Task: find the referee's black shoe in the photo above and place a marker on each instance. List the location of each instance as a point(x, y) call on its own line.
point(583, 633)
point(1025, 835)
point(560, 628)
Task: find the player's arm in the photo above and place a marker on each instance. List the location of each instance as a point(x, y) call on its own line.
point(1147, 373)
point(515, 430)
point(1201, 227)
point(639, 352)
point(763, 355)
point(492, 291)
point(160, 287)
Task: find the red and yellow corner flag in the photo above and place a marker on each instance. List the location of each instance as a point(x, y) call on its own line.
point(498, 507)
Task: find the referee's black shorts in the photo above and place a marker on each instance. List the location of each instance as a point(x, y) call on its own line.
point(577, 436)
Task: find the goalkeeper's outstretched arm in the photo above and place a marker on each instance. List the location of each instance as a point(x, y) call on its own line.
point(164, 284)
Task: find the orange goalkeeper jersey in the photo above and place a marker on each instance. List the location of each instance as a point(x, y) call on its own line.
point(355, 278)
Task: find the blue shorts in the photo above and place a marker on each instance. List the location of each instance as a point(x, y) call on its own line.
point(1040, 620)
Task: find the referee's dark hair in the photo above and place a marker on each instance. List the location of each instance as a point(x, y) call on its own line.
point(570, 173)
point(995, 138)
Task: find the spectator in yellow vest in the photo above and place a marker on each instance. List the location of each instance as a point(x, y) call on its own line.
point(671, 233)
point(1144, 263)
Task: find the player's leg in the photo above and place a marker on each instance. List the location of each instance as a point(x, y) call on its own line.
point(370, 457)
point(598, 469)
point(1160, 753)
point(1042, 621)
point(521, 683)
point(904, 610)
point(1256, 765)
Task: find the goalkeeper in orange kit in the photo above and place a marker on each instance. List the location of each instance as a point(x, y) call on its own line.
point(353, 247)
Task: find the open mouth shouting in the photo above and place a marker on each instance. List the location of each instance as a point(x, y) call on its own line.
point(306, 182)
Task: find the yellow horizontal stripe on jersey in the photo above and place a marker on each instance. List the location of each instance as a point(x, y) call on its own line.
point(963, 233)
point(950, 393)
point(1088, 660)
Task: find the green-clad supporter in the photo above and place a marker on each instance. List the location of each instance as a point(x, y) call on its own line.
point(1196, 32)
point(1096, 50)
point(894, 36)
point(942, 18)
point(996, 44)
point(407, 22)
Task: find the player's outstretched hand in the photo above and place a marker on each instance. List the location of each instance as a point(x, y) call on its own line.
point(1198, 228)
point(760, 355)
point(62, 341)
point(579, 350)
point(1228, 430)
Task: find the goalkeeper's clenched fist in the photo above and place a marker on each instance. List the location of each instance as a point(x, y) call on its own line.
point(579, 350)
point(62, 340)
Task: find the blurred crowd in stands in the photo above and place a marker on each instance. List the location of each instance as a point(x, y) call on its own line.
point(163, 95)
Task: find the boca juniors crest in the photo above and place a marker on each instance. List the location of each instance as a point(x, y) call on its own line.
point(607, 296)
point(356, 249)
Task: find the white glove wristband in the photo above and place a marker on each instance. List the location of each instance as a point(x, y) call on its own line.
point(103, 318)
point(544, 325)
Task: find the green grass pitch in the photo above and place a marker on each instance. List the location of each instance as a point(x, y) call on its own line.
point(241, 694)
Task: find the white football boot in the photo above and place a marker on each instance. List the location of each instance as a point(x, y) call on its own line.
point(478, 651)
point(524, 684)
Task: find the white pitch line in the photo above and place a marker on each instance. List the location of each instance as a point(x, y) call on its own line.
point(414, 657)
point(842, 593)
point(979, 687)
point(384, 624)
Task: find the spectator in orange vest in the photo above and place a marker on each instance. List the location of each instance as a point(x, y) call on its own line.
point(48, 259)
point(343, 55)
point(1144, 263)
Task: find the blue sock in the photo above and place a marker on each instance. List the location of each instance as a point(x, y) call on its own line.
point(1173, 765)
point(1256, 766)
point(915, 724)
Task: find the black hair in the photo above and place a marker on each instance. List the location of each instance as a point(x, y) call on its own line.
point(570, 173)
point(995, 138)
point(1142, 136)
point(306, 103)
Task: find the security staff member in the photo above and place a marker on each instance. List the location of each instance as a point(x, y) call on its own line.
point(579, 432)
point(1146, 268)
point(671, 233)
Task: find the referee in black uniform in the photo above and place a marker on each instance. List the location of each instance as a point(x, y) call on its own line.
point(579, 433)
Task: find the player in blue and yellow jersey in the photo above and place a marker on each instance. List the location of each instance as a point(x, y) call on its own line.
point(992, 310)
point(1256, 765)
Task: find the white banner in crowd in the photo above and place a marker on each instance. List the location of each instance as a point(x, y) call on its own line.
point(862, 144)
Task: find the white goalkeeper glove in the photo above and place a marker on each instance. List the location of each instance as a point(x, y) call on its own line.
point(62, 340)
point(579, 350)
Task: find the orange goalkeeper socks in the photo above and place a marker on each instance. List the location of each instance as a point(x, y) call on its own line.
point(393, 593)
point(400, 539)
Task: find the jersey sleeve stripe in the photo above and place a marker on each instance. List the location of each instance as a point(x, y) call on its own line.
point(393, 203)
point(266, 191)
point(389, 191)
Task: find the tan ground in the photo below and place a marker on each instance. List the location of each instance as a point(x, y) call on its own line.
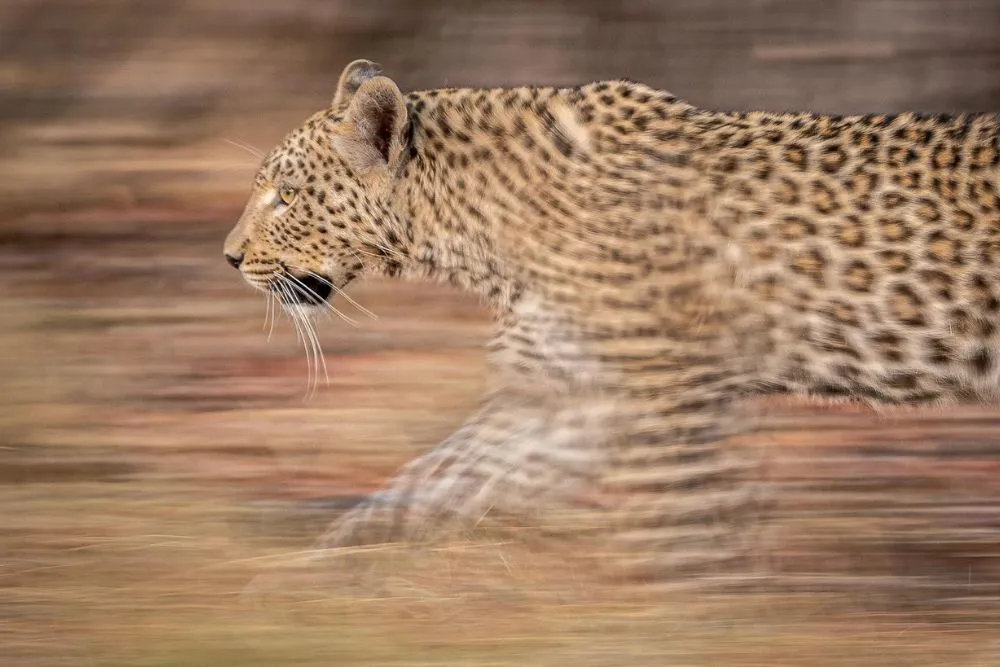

● **PROBLEM DESCRIPTION**: Set down the material exactly, every line of it, except for the pictures.

● **WRITTEN REPLY**:
Task: find the referee's black shoe in the photo above and place a marker on each instance. List the location of each instance as a point(x, y) call on its own line.
point(583, 633)
point(1025, 835)
point(560, 628)
Task: find the player's arm in the photo above and place a marker on each instance. List the location of each instance as a point(x, y) call on its own line.
point(1147, 373)
point(515, 430)
point(1201, 227)
point(639, 352)
point(763, 355)
point(492, 291)
point(160, 287)
Task: find the red and yellow corner flag in the photo above and place a marker on each instance. List the location of each instance as a point(x, y) call on its own line.
point(498, 507)
Task: find the referee's black shorts in the photo above and place a marker on each instance. List the location of each instance as a point(x, y) call on its own line.
point(577, 436)
Task: find the goalkeeper's outstretched arm in the photo above and place a marker on each instance. List the location of each instance as a point(x, y) call on its own line.
point(164, 284)
Task: find the orange goalkeeper jersey in the photo above and place a marker on each instance. List the location of each instance as a point(x, y) call on its own line.
point(355, 278)
Task: find the blue shorts in the photo above and place a marker on each instance. List the location of each instance as a point(x, y) call on its own line.
point(1040, 620)
Task: find the referee's dark hair in the photo above and place a marker on each instance. List the location of each instance as a point(x, y) call on its own line.
point(570, 173)
point(995, 138)
Task: find the spectator in yellow vest in the photo above and place a marker on each instance. List the location of each instance as a point(x, y) call on its own line.
point(671, 233)
point(1144, 263)
Task: find the player's leg in the photo above and place a marker on each instance. List the location of each instance as a point(x, y) call on its own line.
point(370, 457)
point(598, 469)
point(1160, 753)
point(1042, 621)
point(521, 683)
point(904, 610)
point(1256, 765)
Task: find the goalkeeper in orange kit in the photo above and place a marker on each instance. List the location of each instance as a point(x, y) call on its own line.
point(353, 247)
Task: find the open mouth shouting in the photo above and place a marker on each instance. List the location of each instance as a point(x, y) call on its own line.
point(306, 182)
Task: find the yellow horizontal stripe on jersey in the photo above and place a marker on each instance. List the location of each instance as a point(x, y) call on its own line.
point(963, 233)
point(950, 393)
point(1088, 660)
Task: find the green-clad supporter in the photo above and place a marker on each instance. List the location of each instance as a point(x, y) call on its own line.
point(1196, 32)
point(1096, 50)
point(894, 36)
point(942, 18)
point(996, 44)
point(407, 22)
Task: find the player's outstretched hand in the photo above and place a marker on each instance. List the location of each instance as a point(x, y) call on its own line.
point(1198, 228)
point(760, 355)
point(62, 341)
point(579, 350)
point(1228, 430)
Task: find the goalkeeper's clenched fist in the photo above and place a marker on each instance. List the location of each instance as a point(x, y) call on its own line.
point(579, 350)
point(62, 340)
Task: find the blurred crowd in stands in the photo above and place a marker on each instance. List the location of each instance as a point(x, y) call on its own line.
point(163, 95)
Task: find the boca juniors crest in the photo above and place a marker on each instance. List the location of each instance as a point(x, y) call on its own line.
point(607, 296)
point(356, 249)
Task: find the white glove wristband in the photo above and place a marker on each instance. List the location of each instance as a point(x, y) call on its own line.
point(103, 318)
point(544, 325)
Task: find the green grass pitch in the photo above and place a marker on each instance. List the location of each instance as a point(x, y) call on its own line.
point(241, 694)
Task: find the white football boot in the photo above and place a marker on each instance. List the location of each instance as a point(x, y) call on its own line.
point(478, 651)
point(524, 684)
Task: find the white pitch line in the photo above and place a marker on each instance. List the location of each instance as a point(x, y) call on its own line.
point(414, 657)
point(842, 593)
point(979, 687)
point(384, 624)
Task: find the spectator in orange vest in the photo above and place a marker on each instance. List the location of each instance as a point(x, y) call on its own line.
point(48, 259)
point(343, 55)
point(1144, 263)
Task: find the blue sock in the photo above and place a marker on each instance. List the location of each instance as a point(x, y) call on its own line.
point(1173, 765)
point(1256, 766)
point(915, 724)
Task: find the black hair in the photo above and place a marker on each instance. List the location of each instance as a point(x, y) call on its own line.
point(570, 173)
point(995, 138)
point(1142, 136)
point(306, 103)
Task: find the security staff member in the photo above and place a marker on each instance. List the location of each instance as a point(x, y) call on its own line.
point(579, 432)
point(1146, 268)
point(671, 233)
Task: find the referee in black uniform in the photo above and place a marker on each instance. List the location of each instance as a point(x, y) call on its own line.
point(579, 433)
Task: find the player in blue and yellow jersey in the photo above and place a marker on each instance. List the location of each instance as a point(x, y) call on its own line.
point(992, 310)
point(1256, 765)
Task: find the white banner in crowd in the photo above and place a marker on each instance. List the location of each instance as a point(x, y) call on its own line.
point(862, 144)
Task: find the white goalkeeper glove in the photo above and place a marker on each instance. List the location of each instance as a point(x, y) call on its own line.
point(62, 340)
point(579, 350)
Task: find the orange goalkeeper socks in the photo above and place a marker on each instance. List the location of each instance as a point(x, y) call on its own line.
point(393, 593)
point(400, 539)
Task: find the jersey sleeve stripe in the photo above and place a marker on each instance. List the location of each instance as a point(x, y) call on its own line.
point(393, 203)
point(266, 191)
point(389, 191)
Task: find the tan ground in the photo below and place a marker on each instance. List the location of each instance as a point(x, y) call on its own line.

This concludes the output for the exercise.